_TASK_: Using the line that contains "Exercise. Mark the black glove" as the start, restate each line word for word through the final line of the material below, and return only those.

[RECORDS FOR PROCESSING]

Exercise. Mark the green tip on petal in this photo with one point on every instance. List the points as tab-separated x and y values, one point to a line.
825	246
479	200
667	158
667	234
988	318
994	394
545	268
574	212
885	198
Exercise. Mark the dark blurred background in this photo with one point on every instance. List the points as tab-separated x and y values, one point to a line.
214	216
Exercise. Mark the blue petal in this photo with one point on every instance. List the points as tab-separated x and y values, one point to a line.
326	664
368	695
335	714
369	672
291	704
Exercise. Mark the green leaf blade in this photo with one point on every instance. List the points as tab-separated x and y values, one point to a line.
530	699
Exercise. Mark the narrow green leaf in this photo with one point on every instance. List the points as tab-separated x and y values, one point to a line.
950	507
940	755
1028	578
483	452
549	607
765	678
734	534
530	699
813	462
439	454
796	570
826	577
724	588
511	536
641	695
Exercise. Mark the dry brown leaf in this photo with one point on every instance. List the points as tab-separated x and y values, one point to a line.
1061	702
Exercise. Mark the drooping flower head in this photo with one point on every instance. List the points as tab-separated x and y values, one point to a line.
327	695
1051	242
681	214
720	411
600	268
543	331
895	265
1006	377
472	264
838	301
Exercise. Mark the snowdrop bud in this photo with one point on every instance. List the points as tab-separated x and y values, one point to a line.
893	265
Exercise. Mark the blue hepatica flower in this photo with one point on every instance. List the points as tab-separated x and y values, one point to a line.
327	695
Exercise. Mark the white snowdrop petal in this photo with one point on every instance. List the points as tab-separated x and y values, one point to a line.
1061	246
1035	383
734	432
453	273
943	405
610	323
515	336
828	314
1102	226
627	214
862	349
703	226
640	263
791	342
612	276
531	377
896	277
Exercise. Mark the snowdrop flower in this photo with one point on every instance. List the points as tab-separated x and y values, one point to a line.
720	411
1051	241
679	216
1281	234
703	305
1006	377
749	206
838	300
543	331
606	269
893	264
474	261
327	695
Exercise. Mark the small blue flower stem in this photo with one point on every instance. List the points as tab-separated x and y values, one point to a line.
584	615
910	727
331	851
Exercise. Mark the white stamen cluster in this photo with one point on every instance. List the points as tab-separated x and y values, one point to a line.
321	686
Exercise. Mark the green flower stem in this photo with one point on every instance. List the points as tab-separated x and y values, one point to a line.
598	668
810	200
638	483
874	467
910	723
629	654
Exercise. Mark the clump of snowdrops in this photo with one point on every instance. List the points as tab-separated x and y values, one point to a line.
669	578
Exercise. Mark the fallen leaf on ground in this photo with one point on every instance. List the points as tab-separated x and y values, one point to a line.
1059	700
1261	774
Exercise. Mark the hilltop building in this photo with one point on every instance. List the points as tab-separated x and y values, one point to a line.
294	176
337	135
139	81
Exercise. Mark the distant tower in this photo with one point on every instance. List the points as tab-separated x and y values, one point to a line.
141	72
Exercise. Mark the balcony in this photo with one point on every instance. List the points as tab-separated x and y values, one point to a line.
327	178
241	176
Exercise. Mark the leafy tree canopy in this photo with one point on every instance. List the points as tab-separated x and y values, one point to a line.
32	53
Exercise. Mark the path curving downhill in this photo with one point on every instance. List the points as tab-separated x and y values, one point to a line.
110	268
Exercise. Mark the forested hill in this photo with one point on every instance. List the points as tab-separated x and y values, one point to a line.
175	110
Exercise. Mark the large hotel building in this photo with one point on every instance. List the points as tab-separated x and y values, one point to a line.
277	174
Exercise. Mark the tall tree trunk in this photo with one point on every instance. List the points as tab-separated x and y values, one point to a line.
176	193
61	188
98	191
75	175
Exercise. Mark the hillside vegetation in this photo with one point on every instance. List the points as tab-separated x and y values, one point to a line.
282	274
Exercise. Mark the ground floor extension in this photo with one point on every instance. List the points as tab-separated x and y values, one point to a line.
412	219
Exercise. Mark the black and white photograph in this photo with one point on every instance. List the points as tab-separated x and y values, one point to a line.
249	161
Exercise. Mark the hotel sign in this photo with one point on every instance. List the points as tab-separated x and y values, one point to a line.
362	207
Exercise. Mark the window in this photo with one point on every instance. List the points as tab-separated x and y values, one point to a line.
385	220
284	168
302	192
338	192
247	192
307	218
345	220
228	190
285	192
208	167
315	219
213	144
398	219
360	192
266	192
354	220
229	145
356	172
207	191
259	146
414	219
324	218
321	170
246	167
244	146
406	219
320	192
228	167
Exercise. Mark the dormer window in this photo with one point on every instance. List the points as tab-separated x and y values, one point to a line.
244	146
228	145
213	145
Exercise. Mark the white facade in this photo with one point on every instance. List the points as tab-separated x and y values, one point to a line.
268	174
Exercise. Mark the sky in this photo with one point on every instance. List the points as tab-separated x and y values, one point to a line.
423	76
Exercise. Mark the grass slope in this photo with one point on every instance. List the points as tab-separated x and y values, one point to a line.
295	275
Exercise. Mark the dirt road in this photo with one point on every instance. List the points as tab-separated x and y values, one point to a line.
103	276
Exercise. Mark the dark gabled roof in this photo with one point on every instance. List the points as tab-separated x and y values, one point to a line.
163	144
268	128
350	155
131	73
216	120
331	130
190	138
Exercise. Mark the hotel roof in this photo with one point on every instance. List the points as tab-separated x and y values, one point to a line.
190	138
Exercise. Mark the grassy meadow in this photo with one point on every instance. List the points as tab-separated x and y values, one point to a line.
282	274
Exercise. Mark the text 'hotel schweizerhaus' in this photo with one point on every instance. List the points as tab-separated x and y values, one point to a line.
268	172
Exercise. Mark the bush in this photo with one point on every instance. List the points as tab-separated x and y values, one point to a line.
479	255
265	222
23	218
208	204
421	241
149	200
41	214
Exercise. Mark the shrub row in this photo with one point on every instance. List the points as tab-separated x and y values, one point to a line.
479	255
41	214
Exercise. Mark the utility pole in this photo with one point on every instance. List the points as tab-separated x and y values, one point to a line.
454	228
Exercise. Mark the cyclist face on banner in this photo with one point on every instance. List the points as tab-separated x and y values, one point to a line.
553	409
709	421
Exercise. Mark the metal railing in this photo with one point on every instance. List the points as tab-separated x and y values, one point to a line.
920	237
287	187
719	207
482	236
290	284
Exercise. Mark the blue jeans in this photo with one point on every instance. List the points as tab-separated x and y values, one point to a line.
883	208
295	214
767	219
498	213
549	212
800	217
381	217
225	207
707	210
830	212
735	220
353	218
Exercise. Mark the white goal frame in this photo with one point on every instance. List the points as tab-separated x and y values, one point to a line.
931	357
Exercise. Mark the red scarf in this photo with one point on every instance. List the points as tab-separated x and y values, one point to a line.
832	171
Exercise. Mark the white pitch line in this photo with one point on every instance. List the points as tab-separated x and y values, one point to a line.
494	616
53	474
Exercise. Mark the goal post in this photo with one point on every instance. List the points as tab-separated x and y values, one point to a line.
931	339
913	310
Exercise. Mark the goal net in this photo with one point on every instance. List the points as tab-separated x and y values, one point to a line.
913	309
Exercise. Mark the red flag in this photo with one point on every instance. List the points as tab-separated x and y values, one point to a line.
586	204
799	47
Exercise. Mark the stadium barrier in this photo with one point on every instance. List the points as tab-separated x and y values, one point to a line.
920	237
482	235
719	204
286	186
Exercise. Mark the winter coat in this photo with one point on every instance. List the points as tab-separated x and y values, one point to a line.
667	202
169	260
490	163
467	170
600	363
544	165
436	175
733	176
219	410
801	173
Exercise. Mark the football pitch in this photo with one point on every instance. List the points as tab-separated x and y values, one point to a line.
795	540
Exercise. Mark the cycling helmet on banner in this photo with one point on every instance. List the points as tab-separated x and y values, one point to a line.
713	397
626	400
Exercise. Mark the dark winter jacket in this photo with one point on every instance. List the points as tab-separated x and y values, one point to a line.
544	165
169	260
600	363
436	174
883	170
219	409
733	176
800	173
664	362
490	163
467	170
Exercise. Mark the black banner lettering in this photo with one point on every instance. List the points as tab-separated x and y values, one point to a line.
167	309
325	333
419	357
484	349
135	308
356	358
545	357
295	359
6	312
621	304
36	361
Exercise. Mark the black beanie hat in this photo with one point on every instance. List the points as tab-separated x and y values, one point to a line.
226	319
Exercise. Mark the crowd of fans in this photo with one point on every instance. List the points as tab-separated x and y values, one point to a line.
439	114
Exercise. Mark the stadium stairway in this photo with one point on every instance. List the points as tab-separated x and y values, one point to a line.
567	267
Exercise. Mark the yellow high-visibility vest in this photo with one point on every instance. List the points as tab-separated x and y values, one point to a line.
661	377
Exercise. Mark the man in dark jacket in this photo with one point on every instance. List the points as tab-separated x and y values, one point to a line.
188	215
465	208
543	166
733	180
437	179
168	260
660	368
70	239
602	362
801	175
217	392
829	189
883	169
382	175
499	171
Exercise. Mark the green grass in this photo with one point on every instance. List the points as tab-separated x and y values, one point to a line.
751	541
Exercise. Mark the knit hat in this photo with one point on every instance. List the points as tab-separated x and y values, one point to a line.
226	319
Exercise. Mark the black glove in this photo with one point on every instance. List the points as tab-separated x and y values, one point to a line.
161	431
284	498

[/RECORDS FOR PROCESSING]

_RESULT BELOW_:
Exercise. Mark the black glove in this photo with one point on every instance. List the points as tab-separated x and y values, one point to a line.
161	431
284	498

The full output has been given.